PAGE →

— start —

Lynn Lincoln Sarko, Keller Rohrback, Seattle, Wash., for defendant-appellant.

Ronald J. Friedman, Asst. U.S. Atty., Seattle, Wash., for plaintiff-appellee.

Appeal from the United States District Court for the Western District of Washington (Seattle).

Before WALLACE and NELSON, Circuit Judges, and WILSON,*  District Judge.

WALLACE, Circuit Judge:


Kincaid appeals his sentence following a guilty plea. He argues that the district court erred in applying the Sentencing Guidelines to determine the appropriate sentence. The district court had jurisdiction pursuant to 28 U.S.C. § 1330 and we have jurisdiction over this timely appeal pursuant to 28 U.S.C. § 1291. We affirm in part and vacate and remand in part.

* Kincaid was charged with 14 counts relating to participation in a cocaine distribution conspiracy. On January 6, 1989, Kincaid pled guilty to two counts: distribution of more than 500 grams of cocaine on July 27, 1988, in violation of 21 U.S.C. § 841(a) (1) and Sec. 841(b) (1) (B) (Count 2); and money laundering on or about September 16, 1987, in violation of 18 U.S.C. § 1956(a) (1) (A) (Count 3). On March 17, 1989, the district judge sentenced Kincaid to 78 months in prison and a $15,000 fine for Count 2, and imposed an identical concurrent prison term for Count 3. In determining the sentences, the district judge acted pursuant to the Sentencing Guidelines of the Sentencing Reform Act of 1984, 18 U.S.C. §§ 3551-3625, 3673, 3742; 28 U.S.C. §§ 991-998.

II

The offense charged in Count 2 occurred on July 27, 1988. The Sentencing Guidelines took effect on November 11, 1987. However, Kincaid argues that the Guidelines should not be applied because this circuit declared them unconstitutional prior to his plea.

On August 23, 1988, we held the Guidelines unconstitutional. Gubiensio-Ortiz v. Kanahele, 857 F.2d 1245 (9th Cir. 1988). On January 19, 1989, after Kincaid's plea but before his sentencing, the Supreme Court decided Mistretta v. United States, 488 U.S. 361, 109 S. Ct. 647, 102 L. Ed. 2d 714 (1989). The Court held in Mistretta that the Guidelines were constitutional, implicitly overruling Gubiensio-Ortiz. On the basis of Mistretta, the district court applied the Sentencing Guidelines to Kincaid.

Kincaid argues that the district court erroneously applied Mistretta retroactively, because, although the Guidelines were in effect when he committed the crime and when he was sentenced, they were not in effect in this circuit when he pled guilty.

We have recently upheld the retroactive application of Mistretta to crimes committed after our decision in Gubiensio-Ortiz but before the Supreme Court's decision in Mistretta. United States v. Gonzalez-Sandoval, 894 F.2d 1043, 1052-1053 (9th Cir. 1990). Gonzalez-Sandoval's argument was that Mistretta should not be applied retroactively to crimes committed while Gubiensio-Ortiz was the law of the circuit, while Kincaid argues that Mistretta should not apply to pleas entered during that period. We see no valid reason to treat the two situations differently. In neither case did the defendant's reliance upon Gubiensio-Ortiz constitute a "substantially inequitable result" which would preclude retroactive application. Id. at 1053. We conclude that Gonzalez-Sandoval 's reasoning applies with equal force to a plea entered after our decision in Gubiensio-Ortiz and before the Supreme Court's decision in Mistretta.

— end —

REQUIRED ACTIONS →
a) Answer these questions from the opinion:
(i) On what date did Kincaid plead guilty?
(ii) When did the Sentencing Guidelines take effect?
(iii) Which case upheld the retroactive application of Mistretta to crimes committed while Gubiensio-Ortiz was the law of the circuit?
b) Repeat word for word the passage of the opinion starting with "Ronald J. Friedman, Asst." and going on through "of Washington (Seattle).".
c) Name every court case the opinion cites by name.
Rely only on the opinion for the answers.

INFORMATION GIVEN →
— start —

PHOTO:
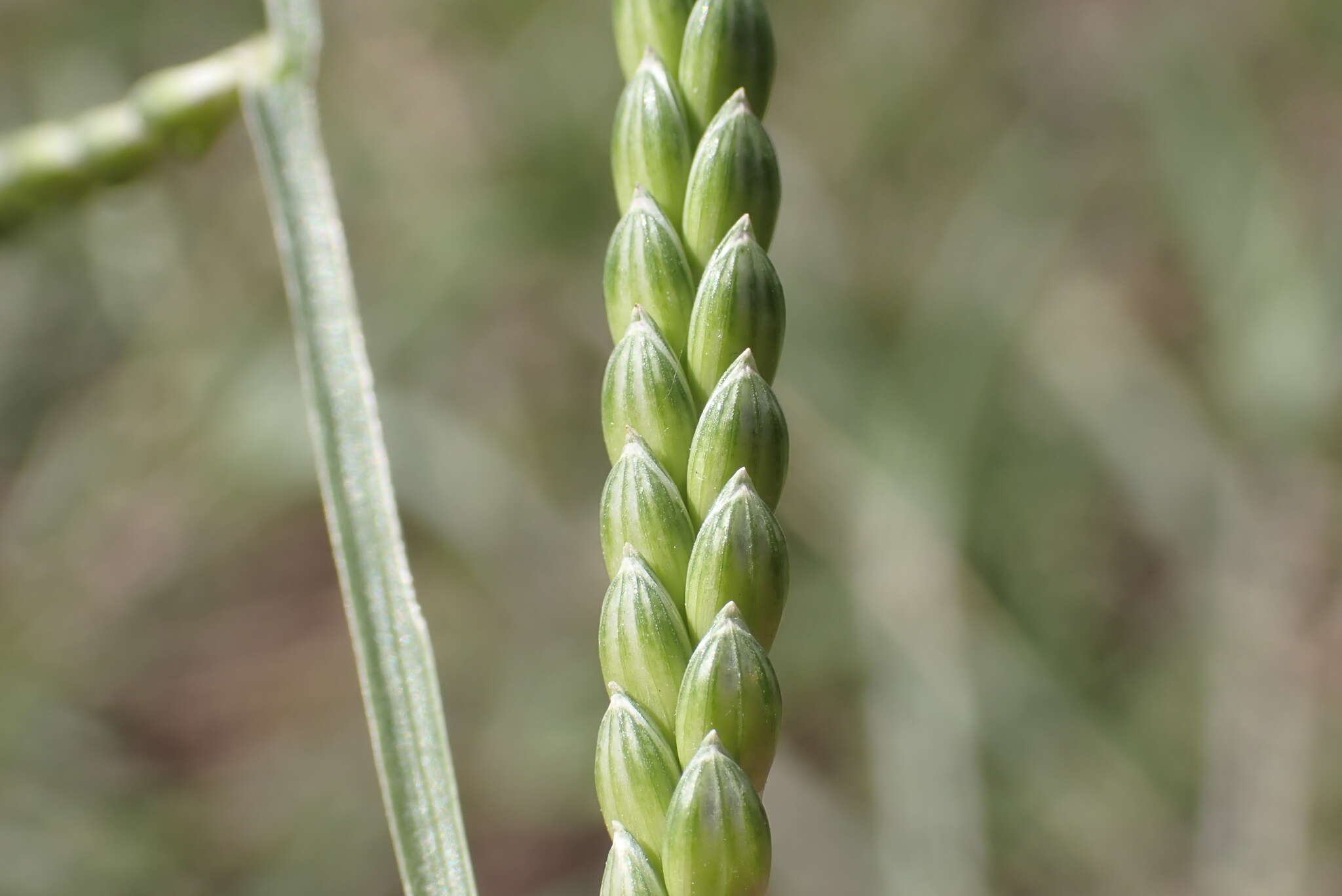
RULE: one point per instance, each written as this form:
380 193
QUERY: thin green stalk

— end —
— start —

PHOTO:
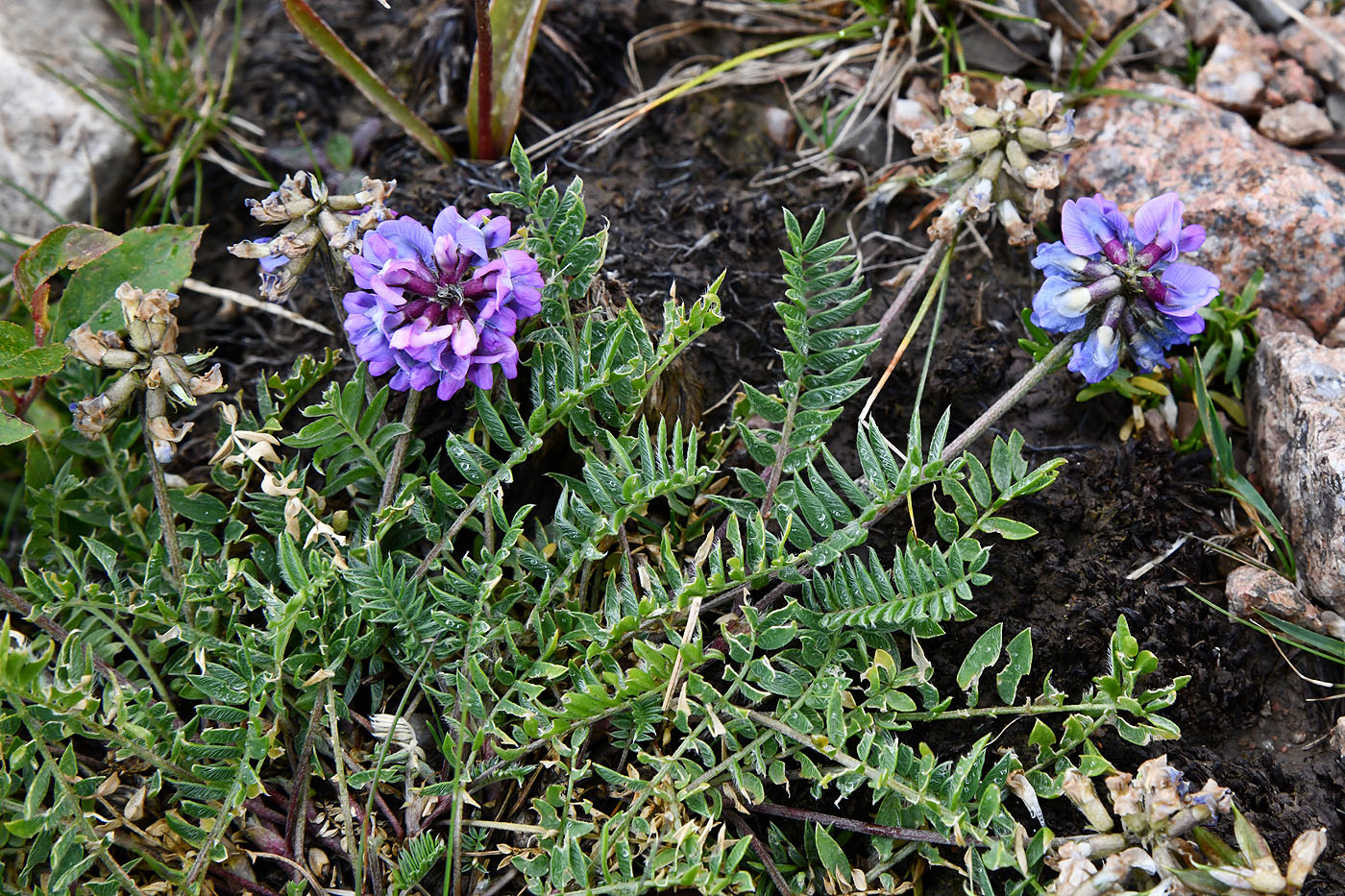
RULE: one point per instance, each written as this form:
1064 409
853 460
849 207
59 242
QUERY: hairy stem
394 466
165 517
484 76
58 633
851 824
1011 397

— end —
— start —

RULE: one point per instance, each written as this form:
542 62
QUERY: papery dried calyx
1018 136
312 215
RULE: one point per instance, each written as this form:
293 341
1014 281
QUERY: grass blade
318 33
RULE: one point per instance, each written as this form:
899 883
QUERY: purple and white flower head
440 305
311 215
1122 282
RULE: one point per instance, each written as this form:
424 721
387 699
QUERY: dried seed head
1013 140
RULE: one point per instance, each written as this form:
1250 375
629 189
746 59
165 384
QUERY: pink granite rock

— end —

RESULTS OF THE TASKS →
a)
(i) January 6, 1989
(ii) November 11, 1987
(iii) United States v. Gonzalez-Sandoval

b)
Ronald J. Friedman, Asst. U.S. Atty., Seattle, Wash., for plaintiff-appellee.

Appeal from the United States District Court for the Western District of Washington (Seattle).

c)
Gubiensio-Ortiz v. Kanahele
Mistretta v. United States
United States v. Gonzalez-Sandoval